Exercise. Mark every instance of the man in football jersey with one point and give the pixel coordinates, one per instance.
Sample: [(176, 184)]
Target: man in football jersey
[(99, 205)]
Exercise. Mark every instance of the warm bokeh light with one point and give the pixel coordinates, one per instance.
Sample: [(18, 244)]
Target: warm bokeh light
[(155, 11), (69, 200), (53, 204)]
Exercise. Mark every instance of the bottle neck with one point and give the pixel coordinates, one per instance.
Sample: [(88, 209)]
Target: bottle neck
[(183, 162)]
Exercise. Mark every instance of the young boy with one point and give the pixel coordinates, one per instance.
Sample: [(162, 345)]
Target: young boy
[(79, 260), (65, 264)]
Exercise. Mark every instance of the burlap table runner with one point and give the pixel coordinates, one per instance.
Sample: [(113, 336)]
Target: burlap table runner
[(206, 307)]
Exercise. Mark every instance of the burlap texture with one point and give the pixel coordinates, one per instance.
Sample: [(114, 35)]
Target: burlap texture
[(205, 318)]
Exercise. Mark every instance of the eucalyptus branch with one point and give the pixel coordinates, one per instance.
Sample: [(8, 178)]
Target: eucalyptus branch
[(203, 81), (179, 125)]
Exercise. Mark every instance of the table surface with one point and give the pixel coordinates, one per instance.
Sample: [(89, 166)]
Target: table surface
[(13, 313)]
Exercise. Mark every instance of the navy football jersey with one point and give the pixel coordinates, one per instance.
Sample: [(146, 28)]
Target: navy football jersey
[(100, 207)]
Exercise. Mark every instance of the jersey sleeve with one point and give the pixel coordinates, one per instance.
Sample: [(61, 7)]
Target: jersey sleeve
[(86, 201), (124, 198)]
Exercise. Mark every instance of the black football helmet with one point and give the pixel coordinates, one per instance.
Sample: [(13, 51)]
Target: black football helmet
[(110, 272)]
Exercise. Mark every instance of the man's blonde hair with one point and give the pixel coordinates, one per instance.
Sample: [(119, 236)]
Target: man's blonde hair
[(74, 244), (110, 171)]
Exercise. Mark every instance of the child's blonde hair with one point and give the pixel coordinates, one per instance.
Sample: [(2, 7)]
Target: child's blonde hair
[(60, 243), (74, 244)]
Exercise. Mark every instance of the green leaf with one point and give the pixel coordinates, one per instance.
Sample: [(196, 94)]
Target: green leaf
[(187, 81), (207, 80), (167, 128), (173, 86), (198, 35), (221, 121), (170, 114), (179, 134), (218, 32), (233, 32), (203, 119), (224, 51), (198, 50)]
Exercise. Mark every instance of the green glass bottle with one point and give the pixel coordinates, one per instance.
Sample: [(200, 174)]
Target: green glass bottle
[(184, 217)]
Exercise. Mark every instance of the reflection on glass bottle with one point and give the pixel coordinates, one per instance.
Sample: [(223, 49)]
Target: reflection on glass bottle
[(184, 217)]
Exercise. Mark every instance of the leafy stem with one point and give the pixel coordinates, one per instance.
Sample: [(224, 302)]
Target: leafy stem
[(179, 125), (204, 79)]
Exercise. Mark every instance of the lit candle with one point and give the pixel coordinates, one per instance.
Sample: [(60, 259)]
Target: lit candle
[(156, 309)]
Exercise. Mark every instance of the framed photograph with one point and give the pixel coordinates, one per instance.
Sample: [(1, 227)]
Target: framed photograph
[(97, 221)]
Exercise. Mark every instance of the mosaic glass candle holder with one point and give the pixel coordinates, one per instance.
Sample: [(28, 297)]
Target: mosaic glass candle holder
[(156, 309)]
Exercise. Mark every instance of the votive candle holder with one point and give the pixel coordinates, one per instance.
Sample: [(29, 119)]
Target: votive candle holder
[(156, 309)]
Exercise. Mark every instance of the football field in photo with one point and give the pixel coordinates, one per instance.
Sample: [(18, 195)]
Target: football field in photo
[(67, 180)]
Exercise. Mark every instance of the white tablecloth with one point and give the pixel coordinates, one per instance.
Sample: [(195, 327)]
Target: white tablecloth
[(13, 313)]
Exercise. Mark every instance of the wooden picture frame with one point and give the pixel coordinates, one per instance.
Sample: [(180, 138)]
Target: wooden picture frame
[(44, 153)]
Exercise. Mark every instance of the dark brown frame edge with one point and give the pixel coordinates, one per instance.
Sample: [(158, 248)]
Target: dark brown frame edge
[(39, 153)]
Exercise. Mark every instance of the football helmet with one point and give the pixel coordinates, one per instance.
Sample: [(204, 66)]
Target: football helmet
--
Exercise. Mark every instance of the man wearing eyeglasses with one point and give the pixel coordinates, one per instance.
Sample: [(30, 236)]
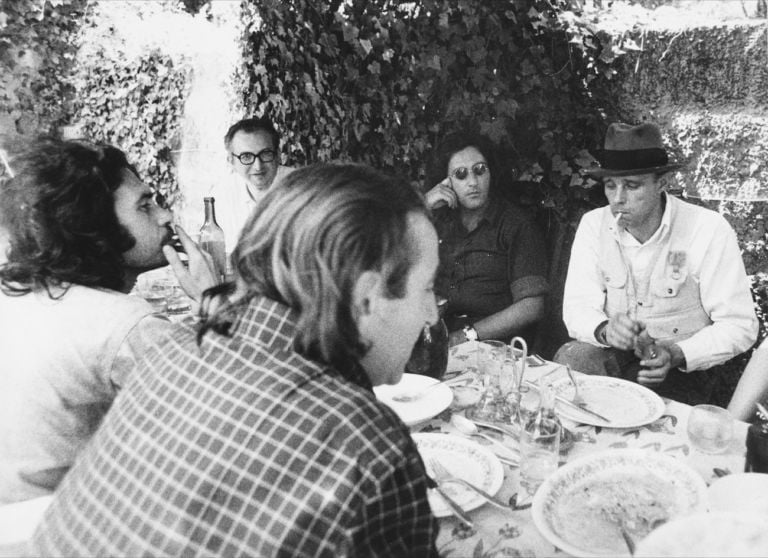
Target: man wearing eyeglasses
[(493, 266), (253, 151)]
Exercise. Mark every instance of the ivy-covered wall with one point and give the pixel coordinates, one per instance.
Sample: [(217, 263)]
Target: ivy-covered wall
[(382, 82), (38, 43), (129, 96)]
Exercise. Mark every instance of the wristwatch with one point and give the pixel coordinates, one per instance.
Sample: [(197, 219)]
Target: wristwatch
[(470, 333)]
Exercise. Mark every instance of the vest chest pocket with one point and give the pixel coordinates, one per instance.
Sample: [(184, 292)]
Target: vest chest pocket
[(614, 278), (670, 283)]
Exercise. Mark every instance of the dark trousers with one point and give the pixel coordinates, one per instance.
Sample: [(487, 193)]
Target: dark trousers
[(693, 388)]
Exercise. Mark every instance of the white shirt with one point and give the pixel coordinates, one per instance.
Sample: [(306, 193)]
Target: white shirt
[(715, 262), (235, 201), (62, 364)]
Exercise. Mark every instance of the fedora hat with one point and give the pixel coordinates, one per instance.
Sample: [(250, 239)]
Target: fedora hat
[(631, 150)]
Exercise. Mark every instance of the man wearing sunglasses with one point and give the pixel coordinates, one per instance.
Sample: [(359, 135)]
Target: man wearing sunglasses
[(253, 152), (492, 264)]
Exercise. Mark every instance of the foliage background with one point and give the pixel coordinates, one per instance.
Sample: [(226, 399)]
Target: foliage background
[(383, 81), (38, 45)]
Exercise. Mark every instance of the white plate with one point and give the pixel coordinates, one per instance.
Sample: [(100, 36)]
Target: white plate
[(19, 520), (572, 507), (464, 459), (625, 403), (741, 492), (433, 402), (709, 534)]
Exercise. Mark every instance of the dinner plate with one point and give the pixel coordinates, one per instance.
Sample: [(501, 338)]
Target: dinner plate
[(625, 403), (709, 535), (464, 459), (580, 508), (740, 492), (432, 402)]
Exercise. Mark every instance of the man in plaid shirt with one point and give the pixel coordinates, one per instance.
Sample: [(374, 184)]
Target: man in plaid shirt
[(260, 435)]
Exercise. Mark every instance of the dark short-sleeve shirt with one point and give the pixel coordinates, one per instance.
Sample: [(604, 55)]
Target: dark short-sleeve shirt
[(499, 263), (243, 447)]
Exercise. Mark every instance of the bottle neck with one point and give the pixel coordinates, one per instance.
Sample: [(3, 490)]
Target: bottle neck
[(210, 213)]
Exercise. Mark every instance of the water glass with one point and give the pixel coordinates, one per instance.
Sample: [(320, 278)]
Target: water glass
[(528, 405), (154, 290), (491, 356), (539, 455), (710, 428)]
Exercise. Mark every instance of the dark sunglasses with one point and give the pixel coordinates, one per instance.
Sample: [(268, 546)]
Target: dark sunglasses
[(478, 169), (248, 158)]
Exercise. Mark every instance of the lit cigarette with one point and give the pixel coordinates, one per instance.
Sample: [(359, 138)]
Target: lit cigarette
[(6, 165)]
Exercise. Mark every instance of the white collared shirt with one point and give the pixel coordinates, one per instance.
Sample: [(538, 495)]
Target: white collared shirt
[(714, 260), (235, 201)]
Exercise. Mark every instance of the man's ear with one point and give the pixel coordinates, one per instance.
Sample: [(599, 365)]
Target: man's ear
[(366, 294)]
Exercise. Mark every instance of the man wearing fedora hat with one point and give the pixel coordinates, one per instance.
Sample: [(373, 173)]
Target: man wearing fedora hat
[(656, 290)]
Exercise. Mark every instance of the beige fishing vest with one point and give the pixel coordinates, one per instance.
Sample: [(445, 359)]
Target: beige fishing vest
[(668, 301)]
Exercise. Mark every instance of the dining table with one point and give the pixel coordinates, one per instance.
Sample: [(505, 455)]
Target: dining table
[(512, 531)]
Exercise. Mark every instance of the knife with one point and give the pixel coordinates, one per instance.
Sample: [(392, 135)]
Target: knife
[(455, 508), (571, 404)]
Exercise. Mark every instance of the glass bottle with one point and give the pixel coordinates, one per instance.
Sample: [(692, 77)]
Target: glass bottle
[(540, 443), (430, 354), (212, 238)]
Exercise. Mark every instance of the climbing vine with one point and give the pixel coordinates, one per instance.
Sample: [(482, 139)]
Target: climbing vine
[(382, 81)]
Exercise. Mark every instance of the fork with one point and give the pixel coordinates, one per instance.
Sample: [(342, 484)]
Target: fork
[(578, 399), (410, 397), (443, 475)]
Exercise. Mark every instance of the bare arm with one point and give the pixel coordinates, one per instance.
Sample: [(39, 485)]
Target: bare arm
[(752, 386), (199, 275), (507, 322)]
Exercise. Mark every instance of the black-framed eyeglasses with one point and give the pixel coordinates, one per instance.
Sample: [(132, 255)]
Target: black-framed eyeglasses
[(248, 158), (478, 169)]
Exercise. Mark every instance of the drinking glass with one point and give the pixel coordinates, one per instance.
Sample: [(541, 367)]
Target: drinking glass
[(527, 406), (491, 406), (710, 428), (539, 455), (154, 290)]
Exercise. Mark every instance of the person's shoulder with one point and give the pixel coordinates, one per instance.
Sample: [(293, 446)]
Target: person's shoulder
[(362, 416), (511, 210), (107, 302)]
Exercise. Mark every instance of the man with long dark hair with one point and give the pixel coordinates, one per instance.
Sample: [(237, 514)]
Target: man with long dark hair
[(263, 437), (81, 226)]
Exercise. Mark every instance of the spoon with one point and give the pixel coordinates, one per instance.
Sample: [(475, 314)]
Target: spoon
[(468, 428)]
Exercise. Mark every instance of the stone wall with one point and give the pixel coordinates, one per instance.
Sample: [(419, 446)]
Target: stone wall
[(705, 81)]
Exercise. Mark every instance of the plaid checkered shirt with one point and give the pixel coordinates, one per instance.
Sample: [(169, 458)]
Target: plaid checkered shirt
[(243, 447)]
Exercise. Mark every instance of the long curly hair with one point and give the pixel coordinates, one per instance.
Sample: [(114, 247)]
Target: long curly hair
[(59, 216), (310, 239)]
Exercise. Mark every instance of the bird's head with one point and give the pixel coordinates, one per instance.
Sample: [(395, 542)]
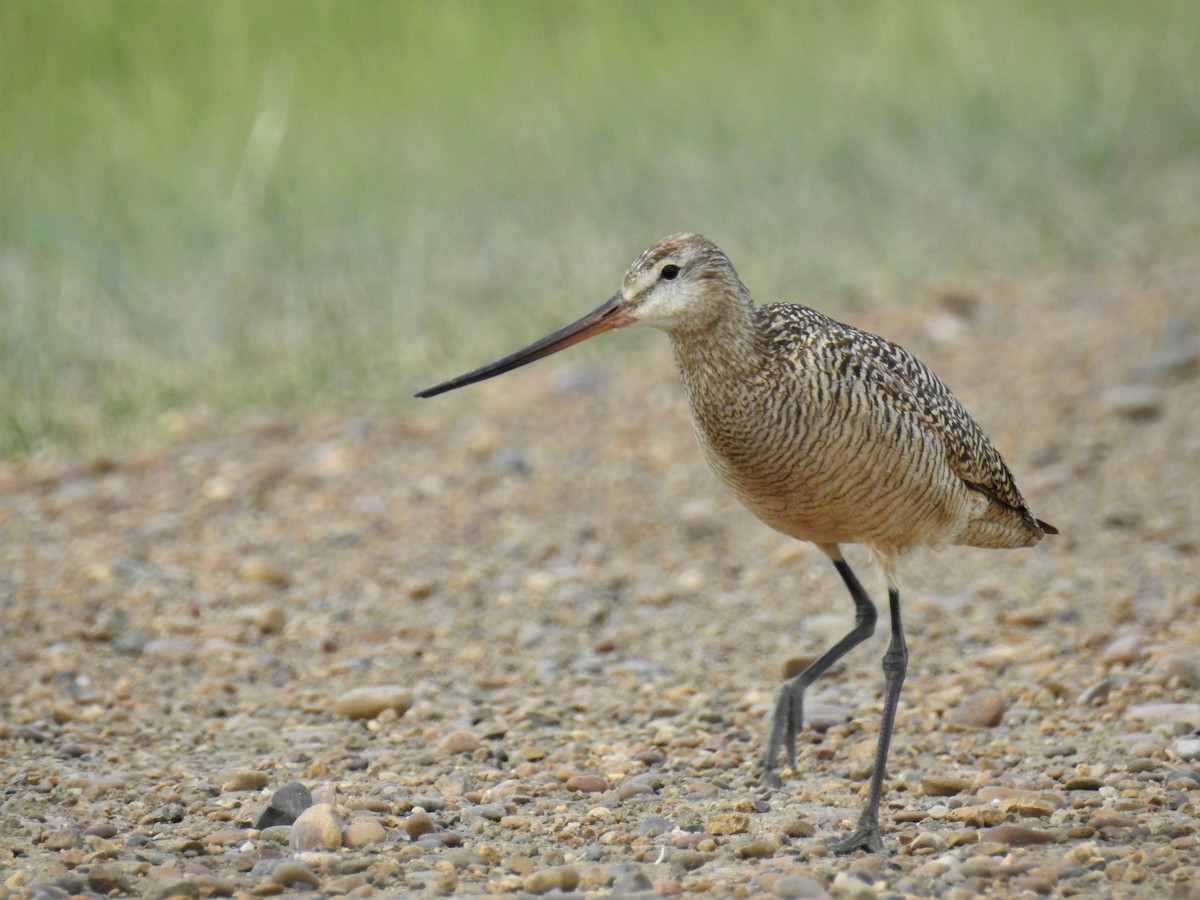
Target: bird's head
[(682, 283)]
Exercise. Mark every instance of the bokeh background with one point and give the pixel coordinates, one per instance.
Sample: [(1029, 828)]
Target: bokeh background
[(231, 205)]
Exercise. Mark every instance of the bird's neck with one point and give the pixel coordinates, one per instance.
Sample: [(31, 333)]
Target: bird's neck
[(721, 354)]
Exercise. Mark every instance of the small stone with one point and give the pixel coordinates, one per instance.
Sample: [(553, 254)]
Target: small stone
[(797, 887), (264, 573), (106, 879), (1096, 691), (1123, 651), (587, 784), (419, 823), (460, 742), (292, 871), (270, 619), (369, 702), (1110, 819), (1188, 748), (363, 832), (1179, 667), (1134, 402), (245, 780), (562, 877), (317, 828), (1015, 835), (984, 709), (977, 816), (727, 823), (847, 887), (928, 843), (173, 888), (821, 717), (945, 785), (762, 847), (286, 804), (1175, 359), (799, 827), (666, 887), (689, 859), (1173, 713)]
--
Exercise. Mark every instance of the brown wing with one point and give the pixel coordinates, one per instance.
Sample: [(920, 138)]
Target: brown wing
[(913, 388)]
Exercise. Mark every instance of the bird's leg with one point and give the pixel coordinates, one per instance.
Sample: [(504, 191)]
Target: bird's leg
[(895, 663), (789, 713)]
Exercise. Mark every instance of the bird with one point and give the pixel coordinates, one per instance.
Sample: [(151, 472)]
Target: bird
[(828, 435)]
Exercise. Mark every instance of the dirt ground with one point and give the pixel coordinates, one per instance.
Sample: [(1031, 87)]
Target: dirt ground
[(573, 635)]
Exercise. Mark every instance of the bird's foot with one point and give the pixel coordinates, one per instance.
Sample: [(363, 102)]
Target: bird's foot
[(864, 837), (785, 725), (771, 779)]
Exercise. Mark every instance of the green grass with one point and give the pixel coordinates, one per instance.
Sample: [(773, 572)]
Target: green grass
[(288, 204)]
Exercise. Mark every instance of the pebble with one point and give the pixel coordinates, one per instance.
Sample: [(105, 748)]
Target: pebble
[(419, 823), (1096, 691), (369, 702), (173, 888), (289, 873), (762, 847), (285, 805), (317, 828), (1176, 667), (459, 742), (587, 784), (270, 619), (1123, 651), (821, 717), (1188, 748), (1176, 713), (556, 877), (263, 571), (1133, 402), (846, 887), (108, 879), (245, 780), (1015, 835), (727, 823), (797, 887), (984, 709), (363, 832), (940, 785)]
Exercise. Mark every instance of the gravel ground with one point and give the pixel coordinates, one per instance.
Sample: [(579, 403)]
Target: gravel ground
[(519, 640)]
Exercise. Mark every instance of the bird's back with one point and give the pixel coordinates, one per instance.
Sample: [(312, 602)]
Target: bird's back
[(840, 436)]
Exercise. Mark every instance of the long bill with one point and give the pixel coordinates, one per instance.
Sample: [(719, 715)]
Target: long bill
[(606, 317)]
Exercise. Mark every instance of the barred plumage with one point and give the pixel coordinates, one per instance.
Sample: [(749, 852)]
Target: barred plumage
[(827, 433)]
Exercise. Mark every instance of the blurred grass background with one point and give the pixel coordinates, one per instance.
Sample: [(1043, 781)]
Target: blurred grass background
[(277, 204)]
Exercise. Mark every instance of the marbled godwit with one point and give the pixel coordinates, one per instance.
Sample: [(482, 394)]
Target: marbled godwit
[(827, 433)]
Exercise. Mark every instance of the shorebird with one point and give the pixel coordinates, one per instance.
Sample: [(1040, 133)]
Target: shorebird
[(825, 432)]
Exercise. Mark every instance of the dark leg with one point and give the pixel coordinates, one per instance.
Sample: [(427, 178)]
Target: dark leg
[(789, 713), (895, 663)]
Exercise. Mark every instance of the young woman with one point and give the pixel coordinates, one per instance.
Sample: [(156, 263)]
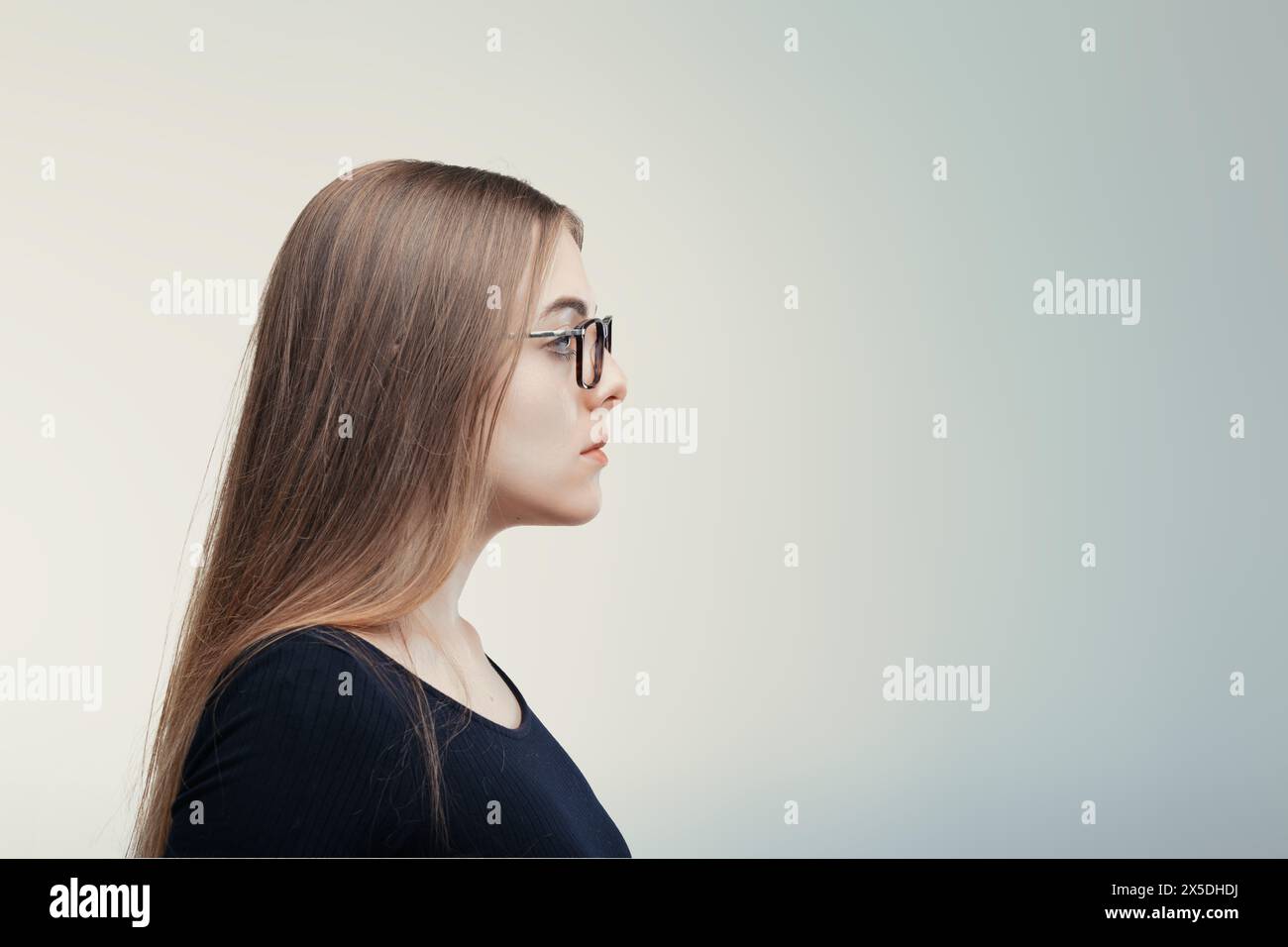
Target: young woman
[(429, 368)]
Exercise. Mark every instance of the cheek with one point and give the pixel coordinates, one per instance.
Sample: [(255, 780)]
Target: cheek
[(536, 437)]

* [SET EXERCISE] Can you update the rows in the stretch from the line containing "Exercise. Mark every instance of the man in football" through the line containing "[(155, 11), (69, 200), (53, 204)]" by replacing "Sample" with "Reference", changing nothing else, and give back only those lines?

* [OUTPUT BELOW]
Exercise. Mark every instance of the man in football jersey with one point and give the pixel coordinates, one per instance.
Reference: [(176, 184)]
Target: man in football jersey
[(99, 205)]
Exercise. Mark every instance of the warm bokeh light with one point and give the pixel coordinates, one per instance.
Reference: [(18, 244)]
Target: warm bokeh light
[(155, 11), (69, 200), (53, 204)]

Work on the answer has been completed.